Dataset entries
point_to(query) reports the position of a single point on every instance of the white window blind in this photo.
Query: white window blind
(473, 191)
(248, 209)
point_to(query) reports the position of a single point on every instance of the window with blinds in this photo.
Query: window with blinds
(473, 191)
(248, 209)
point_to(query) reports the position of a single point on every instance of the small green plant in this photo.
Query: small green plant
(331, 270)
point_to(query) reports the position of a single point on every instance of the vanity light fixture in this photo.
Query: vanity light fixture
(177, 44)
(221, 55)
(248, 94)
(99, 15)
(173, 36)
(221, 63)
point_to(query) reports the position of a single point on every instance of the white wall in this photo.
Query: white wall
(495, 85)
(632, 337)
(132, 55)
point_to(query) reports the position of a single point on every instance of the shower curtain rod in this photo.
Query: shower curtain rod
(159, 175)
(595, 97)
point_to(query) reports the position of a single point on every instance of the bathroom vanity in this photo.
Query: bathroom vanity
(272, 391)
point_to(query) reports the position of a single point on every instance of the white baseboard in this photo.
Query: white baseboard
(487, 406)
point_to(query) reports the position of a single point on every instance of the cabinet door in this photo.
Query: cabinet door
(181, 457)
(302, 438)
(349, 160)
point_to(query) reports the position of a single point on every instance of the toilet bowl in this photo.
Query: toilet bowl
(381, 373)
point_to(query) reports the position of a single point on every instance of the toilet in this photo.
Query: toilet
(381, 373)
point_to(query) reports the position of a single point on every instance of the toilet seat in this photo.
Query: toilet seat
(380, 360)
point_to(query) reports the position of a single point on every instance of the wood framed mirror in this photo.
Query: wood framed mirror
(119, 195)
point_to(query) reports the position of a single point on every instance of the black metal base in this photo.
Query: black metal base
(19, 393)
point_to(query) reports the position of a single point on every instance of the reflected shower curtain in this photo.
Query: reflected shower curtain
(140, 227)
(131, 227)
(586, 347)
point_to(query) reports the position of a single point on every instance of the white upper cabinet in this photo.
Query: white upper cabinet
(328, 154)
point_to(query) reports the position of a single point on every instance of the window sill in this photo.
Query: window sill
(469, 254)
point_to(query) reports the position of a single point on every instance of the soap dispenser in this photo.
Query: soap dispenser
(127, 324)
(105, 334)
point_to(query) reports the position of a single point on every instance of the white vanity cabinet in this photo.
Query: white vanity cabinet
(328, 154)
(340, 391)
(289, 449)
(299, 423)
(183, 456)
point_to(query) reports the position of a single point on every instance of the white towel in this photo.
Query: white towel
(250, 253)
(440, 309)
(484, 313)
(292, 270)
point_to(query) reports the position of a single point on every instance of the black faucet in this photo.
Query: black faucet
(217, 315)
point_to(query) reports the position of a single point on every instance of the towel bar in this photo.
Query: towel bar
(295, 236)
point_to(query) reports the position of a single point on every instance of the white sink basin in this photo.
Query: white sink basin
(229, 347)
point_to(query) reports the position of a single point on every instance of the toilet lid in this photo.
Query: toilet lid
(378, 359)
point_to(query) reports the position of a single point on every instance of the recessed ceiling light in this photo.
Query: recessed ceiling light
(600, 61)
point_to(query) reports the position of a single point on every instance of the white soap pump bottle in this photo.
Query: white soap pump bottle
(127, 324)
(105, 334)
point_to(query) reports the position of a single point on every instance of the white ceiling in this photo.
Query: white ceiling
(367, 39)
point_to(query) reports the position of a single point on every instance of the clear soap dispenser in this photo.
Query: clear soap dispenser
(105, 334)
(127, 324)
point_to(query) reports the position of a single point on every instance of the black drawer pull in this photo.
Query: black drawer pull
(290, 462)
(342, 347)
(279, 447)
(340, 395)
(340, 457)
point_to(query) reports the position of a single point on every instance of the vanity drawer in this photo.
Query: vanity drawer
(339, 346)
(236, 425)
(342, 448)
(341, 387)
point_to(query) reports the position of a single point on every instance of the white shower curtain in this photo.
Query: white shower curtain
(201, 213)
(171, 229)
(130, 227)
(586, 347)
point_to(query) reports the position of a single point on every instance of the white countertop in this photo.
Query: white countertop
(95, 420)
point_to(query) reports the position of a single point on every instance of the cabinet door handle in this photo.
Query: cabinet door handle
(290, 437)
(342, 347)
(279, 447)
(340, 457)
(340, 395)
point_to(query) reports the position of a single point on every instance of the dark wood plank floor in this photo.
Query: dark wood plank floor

### Set task
Please output the complete data exactly.

### Solution for this task
point_to(query) reports the position of a single point on every instance of the white window blind in this photo.
Query: white window blind
(473, 191)
(248, 209)
point_to(query) reports the position of a single point on every instance of the window with blinds in this photo.
Query: window with blinds
(473, 191)
(248, 209)
point_to(query) reports the position of a single point on every instance of the small green plant in this photo.
Query: small green plant
(331, 270)
point_to(query) reports the position of a single point on every instance of the vanity light fixture in this photo.
Query: vanity light fixture
(177, 44)
(221, 55)
(248, 94)
(99, 15)
(173, 36)
(221, 63)
point_to(query) reports the position of a single point on every instance of the white wall in this photo.
Query: white wall
(495, 85)
(632, 337)
(132, 55)
point_to(query) reports the position of a single point on every instance of the shower curtain rod in this photo.
Query: shower curtain rod
(159, 175)
(595, 97)
point_to(query) reports the position of a single point on every instance of the bathroom vanity in this photo.
Query: bathroom vanity
(272, 391)
point_to(query) reports the position of a single point on every instance of the white baseboard in this photo.
Query: white baseboard
(487, 406)
point_to(query) reports the position of a single point on every instance of the cabinet door in this photo.
Query: cabinet door
(181, 457)
(302, 438)
(349, 160)
point_to(query) reports the position of a single point on every instance of the toilet bowl in this photo.
Query: toilet bowl
(381, 373)
point_to(query) reports the position of a single point on every instance of the toilet in this photo.
Query: toilet
(381, 373)
point_to(query) reports the position of a single point on every instance of the toilet seat in this photo.
Query: toilet seat
(380, 360)
point_to(query) reports the position of a single point on every instance of the wood framed mirror in this photo.
Query: wood framed mirror
(119, 195)
point_to(query) reports the position of a single point on every instance of the black metal base in this photo.
Query: black metal base
(19, 393)
point_to(query) reports the position of a single point on every instance of the reflected shower curtain in this photo.
Query: reflected shower curtain
(140, 227)
(131, 227)
(586, 347)
point_to(query) reports the position of a single point on every instance of the white upper cabinet in this photo.
Query: white upper cabinet
(328, 154)
point_to(query) reports the position of a single point on every instance of the window sill in this photo.
Query: window sill
(469, 254)
point_to(query) reports the position of a single point on every instance of the soap dispenser in this photo.
Query: soap dispenser
(127, 324)
(105, 334)
point_to(query) reports the position of a single point on every instance of the white vanity cabinet in this photo.
Query: white vanity cabinet
(328, 154)
(340, 391)
(289, 449)
(299, 423)
(183, 456)
point_to(query) reports the position of a single point on every instance of the white towel in this photo.
Query: white towel
(250, 253)
(440, 309)
(484, 313)
(292, 270)
point_to(query) reports the position of a single point on every instance of the black faucet in this photo.
Query: black faucet
(217, 315)
point_to(query) reports the position of a single point on every instance of the towel bar in this photo.
Query: towel bar
(295, 236)
point_to(query) reports the position of a single point on every instance of the white sink basin in this photo.
Query: white sink basin
(229, 347)
point_to(query) reports the position of a single point on every instance of the toilet lid in this photo.
Query: toilet lid
(378, 359)
point_to(query) reports the position of a single point on every instance of the recessed ceiling light in this photo.
Query: recessed ceiling light
(600, 61)
point_to(query) reports the position of a single point on every instance of the white soap pump bottle in this photo.
Query: white soap pump bottle
(127, 324)
(105, 334)
point_to(query) reports the position of a single point on every instance of the white ceiling in this photo.
Query: white ceiling
(367, 39)
point_to(query) reports the position of a single point on every instance of the clear soap dispenser in this photo.
Query: clear soap dispenser
(105, 334)
(127, 324)
point_to(query) reports the position of a single point on every instance of the black drawer pull in this photo.
Query: black drawer pull
(290, 462)
(342, 347)
(279, 447)
(340, 395)
(340, 457)
point_to(query) reports the position of a single point on every instance of the vanity drawer in this photo.
Query: vanity drawer
(339, 346)
(236, 425)
(342, 448)
(341, 387)
point_to(query) reports the position of a single point on every instance of the white shower curtain in this photo.
Query: white shower curtain
(201, 213)
(171, 229)
(130, 227)
(586, 347)
point_to(query) reports the position of a single point on every instance of the white countertop in this photo.
Query: white countertop
(95, 420)
point_to(query) reports the position of a single point on every instance of the cabinet door handle in this photo.
Query: cabinet door handle
(290, 437)
(342, 347)
(279, 447)
(340, 457)
(340, 395)
point_to(query) reports the position of a single point on every instance of the dark wood plank floor in this photo.
Query: dark wood plank floor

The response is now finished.